Texto do documento:
================

Rosana, vizinha ao sítio: “Aqui perto a paz acabou”

 

— Aqui perto do sítio do Lula a paz acabou. O movimento ficou mais intenso e era um lugar de gente comum. Isso tudo me incomoda bastante”.

Rosana Silva Santos é dona de casa, empregada doméstica e vizinha da propriedade atribuída ao ex-presidente. Mora no bairro do Portão em Atibaia há pelo menos 41 anos.

“Não conseguíamos nem descansar naquele dia [da operação que incluiu a condução coercitiva de Lula]. A gente não conseguia dormir com o barulho dos helicópteros”, disse a jovem Mariana, de 14 anos, filha de Rosana. Ela é irmã de Maria Vitória e de Euler.

Rosana tem seis filhos e reclama que todos estudam em escola pública enquanto Lula tem um sítio vizinho a casa dela para descansar. Diz que eles não têm material escolar regular, comprado com o pouco dinheiro que consegue de trabalhos em outras casas. “Mas tenho aqui pelo menos o sossego de ficar na porta da minha casa enquanto converso mesmo com as pessoas. O problema é que essa situação toda tira a nossa calma, né?”.

No dia 4 de março, a Polícia Federal fez uma operação que envolveu mais de 200 agentes. Parte deles fez uma devassa no sítio, procurando bens do Palácio do Planalto e mais indícios das reformas feitas por empreiteiras investigadas na Operação Lava Jato.

Como Rosana, outros moradores falam que carros pretos “da PF” fazem visitas periódicas ao local. “Essa região aqui tem casa de pedreiro, de alguns trabalhadores de São Paulo. É lugar de gente simples”, ela relata.

Atibaia fica a 50 quilômetros de São Paulo. É famosa por suas flores e pelos morangos e tem aproximadamente 137 mil habitantes. Dá para andar de teleférico lá como em Campos do Jordão, mas sem o mesmo charme.

================

Exercício curto 1: Diga se cada afirmação concorda com o texto sobre Rosana, respondendo sim ou não e citando literalmente as palavras do texto que decidem: (a) Rosana mora no bairro do Portão, em Atibaia, há pelo menos 41 anos; (b) a operação da Polícia Federal envolveu menos de 100 agentes; (c) Atibaia tem aproximadamente 137 mil habitantes.
Exercício curto 2: Transcreva, sem nenhuma alteração, o trecho do texto sobre Rosana que vai de “Rosana Silva Santos” até “menos 41 anos.”, incluindo estas últimas palavras.
As linhas a seguir não têm relação com o texto sobre Rosana.

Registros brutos
================

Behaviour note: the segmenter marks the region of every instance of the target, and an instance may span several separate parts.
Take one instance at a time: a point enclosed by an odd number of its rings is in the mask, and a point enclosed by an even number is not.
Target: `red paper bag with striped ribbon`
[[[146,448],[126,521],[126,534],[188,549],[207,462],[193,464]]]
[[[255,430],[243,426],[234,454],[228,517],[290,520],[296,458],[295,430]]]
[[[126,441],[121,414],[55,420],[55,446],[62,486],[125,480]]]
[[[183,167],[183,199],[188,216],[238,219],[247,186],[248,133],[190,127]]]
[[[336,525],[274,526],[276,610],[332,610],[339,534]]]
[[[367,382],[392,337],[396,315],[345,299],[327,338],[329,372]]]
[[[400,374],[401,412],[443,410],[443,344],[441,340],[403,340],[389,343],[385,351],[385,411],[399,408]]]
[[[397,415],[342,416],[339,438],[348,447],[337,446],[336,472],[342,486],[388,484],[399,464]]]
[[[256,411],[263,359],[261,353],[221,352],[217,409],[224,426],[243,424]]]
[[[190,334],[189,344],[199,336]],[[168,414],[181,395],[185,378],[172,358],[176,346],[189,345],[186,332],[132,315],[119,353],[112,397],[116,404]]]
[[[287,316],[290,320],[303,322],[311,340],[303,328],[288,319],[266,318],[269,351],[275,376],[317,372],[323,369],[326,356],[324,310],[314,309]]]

================

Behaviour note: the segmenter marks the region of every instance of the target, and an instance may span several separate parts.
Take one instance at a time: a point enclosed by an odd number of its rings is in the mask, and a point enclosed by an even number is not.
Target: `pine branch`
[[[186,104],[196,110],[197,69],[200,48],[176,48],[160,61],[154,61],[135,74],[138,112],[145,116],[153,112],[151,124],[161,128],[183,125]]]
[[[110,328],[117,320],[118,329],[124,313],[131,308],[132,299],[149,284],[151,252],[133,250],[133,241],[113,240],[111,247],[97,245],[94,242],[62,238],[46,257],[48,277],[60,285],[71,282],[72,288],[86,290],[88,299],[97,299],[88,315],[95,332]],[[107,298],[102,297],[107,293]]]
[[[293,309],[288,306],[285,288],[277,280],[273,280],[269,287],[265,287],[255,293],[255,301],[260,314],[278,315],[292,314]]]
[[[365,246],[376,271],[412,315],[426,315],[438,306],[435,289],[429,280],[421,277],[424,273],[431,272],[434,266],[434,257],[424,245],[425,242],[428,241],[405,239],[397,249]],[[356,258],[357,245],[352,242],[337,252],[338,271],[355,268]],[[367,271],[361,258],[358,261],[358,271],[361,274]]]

================

Resolução comentada 1:
(a) Sim: “Mora no bairro do Portão em Atibaia há pelo menos 41 anos.”
(b) Não: “No dia 4 de março, a Polícia Federal fez uma operação que envolveu mais de 200 agentes.”
(c) Sim: “tem aproximadamente 137 mil habitantes”

Resolução comentada 2:
Rosana Silva Santos é dona de casa, empregada doméstica e vizinha da propriedade atribuída ao ex-presidente. Mora no bairro do Portão em Atibaia há pelo menos 41 anos.